Instruction: Copy the rows below word for word, beginning with the first line and ending after the line containing "pixel 410 145", including both of those lines.

[Location annotation dataset excerpts]
— START —
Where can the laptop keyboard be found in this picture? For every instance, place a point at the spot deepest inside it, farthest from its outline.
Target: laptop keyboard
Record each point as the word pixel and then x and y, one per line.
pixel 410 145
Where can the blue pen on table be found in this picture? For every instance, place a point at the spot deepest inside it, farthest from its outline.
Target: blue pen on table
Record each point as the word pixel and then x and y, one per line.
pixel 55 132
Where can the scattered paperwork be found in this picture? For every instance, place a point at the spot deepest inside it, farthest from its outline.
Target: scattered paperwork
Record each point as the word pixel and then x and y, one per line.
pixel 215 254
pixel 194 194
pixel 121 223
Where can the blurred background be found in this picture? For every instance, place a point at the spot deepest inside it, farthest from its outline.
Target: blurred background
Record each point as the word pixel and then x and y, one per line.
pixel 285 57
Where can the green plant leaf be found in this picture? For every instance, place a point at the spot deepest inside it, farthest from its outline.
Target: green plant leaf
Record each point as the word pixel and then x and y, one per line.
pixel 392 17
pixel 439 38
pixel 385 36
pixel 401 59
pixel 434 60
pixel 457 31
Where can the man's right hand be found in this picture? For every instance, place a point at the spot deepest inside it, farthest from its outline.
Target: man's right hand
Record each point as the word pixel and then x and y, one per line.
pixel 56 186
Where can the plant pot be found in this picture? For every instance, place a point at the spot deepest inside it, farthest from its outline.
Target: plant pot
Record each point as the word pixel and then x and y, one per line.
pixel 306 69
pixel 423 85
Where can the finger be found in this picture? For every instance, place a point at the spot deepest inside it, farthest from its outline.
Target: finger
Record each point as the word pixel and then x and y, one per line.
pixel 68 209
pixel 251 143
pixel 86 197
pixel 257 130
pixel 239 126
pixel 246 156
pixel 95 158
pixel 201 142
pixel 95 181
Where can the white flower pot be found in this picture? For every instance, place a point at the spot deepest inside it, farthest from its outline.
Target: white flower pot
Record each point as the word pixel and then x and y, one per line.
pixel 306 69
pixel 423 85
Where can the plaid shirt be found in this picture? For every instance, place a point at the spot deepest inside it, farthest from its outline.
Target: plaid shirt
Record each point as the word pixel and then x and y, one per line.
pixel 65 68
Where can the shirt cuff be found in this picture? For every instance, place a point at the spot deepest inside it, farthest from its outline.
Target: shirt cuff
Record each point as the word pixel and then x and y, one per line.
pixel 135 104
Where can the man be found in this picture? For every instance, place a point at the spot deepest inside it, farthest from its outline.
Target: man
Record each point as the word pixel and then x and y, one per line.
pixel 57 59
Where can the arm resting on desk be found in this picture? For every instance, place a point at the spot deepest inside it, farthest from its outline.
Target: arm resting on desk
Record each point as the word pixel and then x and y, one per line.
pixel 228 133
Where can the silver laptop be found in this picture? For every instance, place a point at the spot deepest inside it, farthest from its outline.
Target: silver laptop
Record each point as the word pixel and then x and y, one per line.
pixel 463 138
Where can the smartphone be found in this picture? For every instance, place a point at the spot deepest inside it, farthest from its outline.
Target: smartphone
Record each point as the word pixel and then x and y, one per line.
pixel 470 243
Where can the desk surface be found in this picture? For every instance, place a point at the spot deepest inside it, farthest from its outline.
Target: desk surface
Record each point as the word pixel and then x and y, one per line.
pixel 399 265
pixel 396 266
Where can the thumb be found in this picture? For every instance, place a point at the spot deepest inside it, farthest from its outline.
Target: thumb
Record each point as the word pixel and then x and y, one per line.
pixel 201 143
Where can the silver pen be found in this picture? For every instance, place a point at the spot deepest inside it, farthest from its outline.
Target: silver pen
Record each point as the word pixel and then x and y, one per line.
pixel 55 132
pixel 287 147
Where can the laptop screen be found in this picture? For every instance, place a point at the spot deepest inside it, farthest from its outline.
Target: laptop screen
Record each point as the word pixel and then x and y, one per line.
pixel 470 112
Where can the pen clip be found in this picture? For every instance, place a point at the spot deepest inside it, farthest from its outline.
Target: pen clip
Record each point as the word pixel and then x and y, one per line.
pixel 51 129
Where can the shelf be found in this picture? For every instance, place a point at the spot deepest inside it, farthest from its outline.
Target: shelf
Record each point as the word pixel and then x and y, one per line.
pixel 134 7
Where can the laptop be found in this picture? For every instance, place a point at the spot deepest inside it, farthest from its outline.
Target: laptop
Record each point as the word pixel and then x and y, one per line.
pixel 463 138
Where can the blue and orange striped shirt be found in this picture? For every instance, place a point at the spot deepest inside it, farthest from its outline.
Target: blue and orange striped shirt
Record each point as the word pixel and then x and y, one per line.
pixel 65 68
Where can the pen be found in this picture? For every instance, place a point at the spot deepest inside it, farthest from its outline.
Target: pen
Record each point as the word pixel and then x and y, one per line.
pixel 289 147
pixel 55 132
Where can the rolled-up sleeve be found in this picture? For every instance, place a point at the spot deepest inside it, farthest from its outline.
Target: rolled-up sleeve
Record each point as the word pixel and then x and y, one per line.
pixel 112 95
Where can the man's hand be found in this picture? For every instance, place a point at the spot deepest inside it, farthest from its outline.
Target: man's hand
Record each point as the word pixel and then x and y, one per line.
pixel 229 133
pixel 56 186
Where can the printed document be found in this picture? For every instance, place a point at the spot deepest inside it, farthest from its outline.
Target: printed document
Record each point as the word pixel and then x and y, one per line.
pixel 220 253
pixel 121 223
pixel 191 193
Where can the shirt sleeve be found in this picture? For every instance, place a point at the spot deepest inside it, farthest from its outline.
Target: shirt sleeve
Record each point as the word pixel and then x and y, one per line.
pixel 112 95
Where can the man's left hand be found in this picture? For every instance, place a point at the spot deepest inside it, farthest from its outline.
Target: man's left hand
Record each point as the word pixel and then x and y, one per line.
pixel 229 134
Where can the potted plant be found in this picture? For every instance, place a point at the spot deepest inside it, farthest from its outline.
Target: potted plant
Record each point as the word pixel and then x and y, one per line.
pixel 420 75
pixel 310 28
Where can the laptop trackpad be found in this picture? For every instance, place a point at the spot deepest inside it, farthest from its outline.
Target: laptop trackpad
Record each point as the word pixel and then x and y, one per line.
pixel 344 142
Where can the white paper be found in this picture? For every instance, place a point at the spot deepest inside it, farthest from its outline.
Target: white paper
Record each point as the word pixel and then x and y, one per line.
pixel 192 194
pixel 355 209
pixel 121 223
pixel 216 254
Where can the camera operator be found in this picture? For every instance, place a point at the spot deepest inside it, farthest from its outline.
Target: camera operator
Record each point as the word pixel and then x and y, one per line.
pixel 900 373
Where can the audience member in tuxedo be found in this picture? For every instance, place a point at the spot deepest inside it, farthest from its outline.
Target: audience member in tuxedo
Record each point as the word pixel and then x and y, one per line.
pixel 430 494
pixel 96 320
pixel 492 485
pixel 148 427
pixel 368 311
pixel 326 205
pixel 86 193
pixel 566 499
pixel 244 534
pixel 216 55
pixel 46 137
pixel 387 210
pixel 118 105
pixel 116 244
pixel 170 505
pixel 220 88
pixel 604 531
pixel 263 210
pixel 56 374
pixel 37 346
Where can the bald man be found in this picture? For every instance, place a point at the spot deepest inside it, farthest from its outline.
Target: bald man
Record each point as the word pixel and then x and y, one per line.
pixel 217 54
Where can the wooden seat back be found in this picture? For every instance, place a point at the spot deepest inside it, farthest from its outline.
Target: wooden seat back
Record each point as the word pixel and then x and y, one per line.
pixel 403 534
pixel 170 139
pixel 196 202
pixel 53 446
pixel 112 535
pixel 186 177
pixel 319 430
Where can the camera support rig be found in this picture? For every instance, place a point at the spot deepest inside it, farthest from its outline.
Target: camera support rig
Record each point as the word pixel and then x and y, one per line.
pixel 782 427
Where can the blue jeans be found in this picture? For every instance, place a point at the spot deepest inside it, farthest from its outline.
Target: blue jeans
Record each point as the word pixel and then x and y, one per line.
— END —
Problem solution:
Where can the laptop keyboard be found in this picture? For every instance, place a point at the spot deepest inside it, farthest from its outline.
Target: laptop keyboard
Record each point as the word pixel and then x and y, one per line.
pixel 410 145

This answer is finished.